Thursday, 28th March 2024
To guardian.ng
Search
Breaking News:

How APC leaders rehearsed comeback schemes at Tinubu’s colloquium

By Leo Sobechi and Kehinde Olatunji
02 April 2018   |   4:14 am
It was advertised as a colloquium in honour of one of its prominent leaders, but at the end of the day, it appeared a dry rehearsal by the ruling All Progressives Congress (APC) for its second outing in the 2019 general election.

Leader of the All Progressive Congress (APC) Asiwaju Bola Tinubu delivers a speech during a rally organized to celebrate his 66th birthday in Lagos, on March 29, 2018. / AFP PHOTO / STEFAN HEUNIS

It was advertised as a colloquium in honour of one of its prominent leaders, but at the end of the day, it appeared a dry rehearsal by the ruling All Progressives Congress (APC) for its second outing in the 2019 general election.

Apart from the fact that the President, Muhammadu Buhari, attended the occasion in person, it was a gathering of who is who in Nigeria nay, Southwest politics. That might have been why leaders of APC used the occasion of 66th birthday anniversary and 10th Bola Tinubu Colloquium, which held at the Eko Convention Center, Victoria Island, Lagos, to analyse governance in Lagos State, as well as, Tinubu’s contribution to the development of the place and his foot soldiers.

Dignitaries on the occasion included incumbent and former governors of APC states, members of the National Assembly and traditional rulers, including Governors Abdualfatah Ahmed (Kwara), Senator Ibikunle Amosu (Ogun), Abiola Ajimobi (Oyo), Rotimi Akeredolu (Ondo); Godwin Obaseki (Edo); Rochas Okorocha (Imo); Nasir El-Rufai (Kaduna); Senators Barnabas Gemade, Ben Bruce, Andy Uba, Borofice; former governors Segun Osoba; Adebayo Alao Akala; Oba Rilwanu Akiolu among so many others.

But, as the speakers took turns to contribute on the subject matter, greater airtime and volume were dedicated to deflecting attacks from and directing barbs at the opposition. Briefly the 10th Bola Tinubu colloquium was all about a politician, his politics and imminent succession politics of 2019.

Pointers to the likely political undertone of the ceremony emerged when Governor Akinwunmi Ambode, declared a public holiday and lined up some official functions, particularly the commissioning of a bus terminus, for President Muhammadu Buhari, who was invited to chair the occasion.

▶ [Entries provided]:

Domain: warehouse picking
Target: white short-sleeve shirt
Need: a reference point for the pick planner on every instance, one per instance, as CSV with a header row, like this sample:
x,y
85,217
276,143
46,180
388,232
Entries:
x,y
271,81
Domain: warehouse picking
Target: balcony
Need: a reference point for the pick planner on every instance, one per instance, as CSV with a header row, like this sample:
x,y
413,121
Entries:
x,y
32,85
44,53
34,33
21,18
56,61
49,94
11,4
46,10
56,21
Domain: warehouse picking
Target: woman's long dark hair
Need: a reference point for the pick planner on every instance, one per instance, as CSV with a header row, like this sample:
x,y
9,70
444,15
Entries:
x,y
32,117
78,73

▶ [Exercise requirements]: Reproduce the part of the article on the Tinubu colloquium that starts at the words "But, as the" and stops after the words "politics of 2019.".

▶ [Full answer]:
But, as the speakers took turns to contribute on the subject matter, greater airtime and volume were dedicated to deflecting attacks from and directing barbs at the opposition. Briefly the 10th Bola Tinubu colloquium was all about a politician, his politics and imminent succession politics of 2019.